Sarah Ludington ’92, a respected scholar in the fields of free speech and privacy law, joined the Duke Law faculty in July as a clinical professor of law and director of the First Amendment Clinic. She had served, since July 2017, as associate dean of academic affairs at Campbell University’s Norman Adrian Wiggins School of Law, where she also taught courses in constitutional law, information privacy, and civil procedure. She was previously an associate professor of law at Campbell Law, where she was granted tenure in 2015. She taught legal writing at Duke Law from 2001 to 2008.
Ludington’s work has examined the implications of tenure for the speech of professors and methods for deterring the misuse of personally identifiable information. She has also co-authored articles about the history of sovereign debt repudiation and the doctrine of odious debts, and published a chapter on the history of USDA farm and food subsidies in Food Fights: How the Past Matters in Contemporary Food Debates (UNC Press 2017).
Ludington has taught in the summer study abroad program that Campbell Law co-sponsors in Cambridge, England and has lectured on American constitutional law at University College Cork in Ireland and at the Duke-Geneva Institute in Transnational Law.

Dataset entries

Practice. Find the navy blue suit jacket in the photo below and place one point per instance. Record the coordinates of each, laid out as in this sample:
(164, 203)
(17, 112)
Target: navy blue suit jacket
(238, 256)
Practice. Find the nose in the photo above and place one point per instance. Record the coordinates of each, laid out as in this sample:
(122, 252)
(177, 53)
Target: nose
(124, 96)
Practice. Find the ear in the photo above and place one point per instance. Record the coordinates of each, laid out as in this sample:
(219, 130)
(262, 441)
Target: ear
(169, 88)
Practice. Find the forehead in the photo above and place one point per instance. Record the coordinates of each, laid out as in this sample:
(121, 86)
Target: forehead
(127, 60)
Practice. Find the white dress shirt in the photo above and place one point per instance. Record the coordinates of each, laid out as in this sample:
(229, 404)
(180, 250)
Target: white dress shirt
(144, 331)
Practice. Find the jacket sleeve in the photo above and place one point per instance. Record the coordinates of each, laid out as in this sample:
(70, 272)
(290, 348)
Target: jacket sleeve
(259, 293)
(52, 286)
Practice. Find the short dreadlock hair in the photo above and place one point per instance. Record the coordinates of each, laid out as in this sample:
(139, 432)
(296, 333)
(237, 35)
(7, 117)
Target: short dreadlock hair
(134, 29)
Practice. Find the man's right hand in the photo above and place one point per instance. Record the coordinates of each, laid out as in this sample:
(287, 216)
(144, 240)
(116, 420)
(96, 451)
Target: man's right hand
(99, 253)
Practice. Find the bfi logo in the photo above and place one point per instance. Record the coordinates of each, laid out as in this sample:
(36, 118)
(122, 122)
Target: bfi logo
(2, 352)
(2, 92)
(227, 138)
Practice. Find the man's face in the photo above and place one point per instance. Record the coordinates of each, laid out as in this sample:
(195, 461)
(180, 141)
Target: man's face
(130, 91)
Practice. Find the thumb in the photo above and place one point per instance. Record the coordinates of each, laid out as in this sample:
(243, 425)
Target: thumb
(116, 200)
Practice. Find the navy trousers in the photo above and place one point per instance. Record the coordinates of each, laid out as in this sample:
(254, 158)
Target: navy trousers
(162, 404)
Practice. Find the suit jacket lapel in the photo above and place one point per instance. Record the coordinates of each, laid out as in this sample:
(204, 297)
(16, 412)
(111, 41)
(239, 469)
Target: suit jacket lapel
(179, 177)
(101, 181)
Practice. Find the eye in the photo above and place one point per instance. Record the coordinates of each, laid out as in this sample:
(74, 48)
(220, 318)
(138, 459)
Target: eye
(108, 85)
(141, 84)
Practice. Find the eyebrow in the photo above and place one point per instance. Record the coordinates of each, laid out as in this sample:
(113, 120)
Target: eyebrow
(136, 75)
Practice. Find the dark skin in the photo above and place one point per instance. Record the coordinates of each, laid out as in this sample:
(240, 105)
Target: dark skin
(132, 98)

**TASK SET**
1. Summarize the Ludington profile in two sentences.
2. According to the Ludington profile, during which years did she teach legal writing at Duke Law?
3. Carry on the Ludington profile from its final sentence.
The records are separate from the Ludington profile and stand on their own.

**OUTPUTS BY TASK**
1. Sarah Ludington, a scholar of free speech and privacy law, joined the Duke Law faculty in July as a clinical professor of law and director of the First Amendment Clinic after serving as associate dean of academic affairs at Campbell Law. Her work has examined tenure and professors' speech, the misuse of personally identifiable information, sovereign debt repudiation, and USDA farm and food subsidies.

2. From 2001 to 2008.

3.
Prior to starting her academic career, Ludington practiced law in Washington, D.C., and New York. She clerked for Judges Harry T. Edwards of the U.S. Court of Appeals for the District of Columbia Circuit and for Joyce Hens Green of the U.S. District Court for the District of Columbia. She also has significant experience teaching literature and writing in secondary schools.
Ludington received her JD with high honors and was inducted into the Order of the Coif. She received the Hervey M. Johnson writing prize for best published note, was a note editor of the law journal, and received the American Jurisprudence Award for Constitutional Law.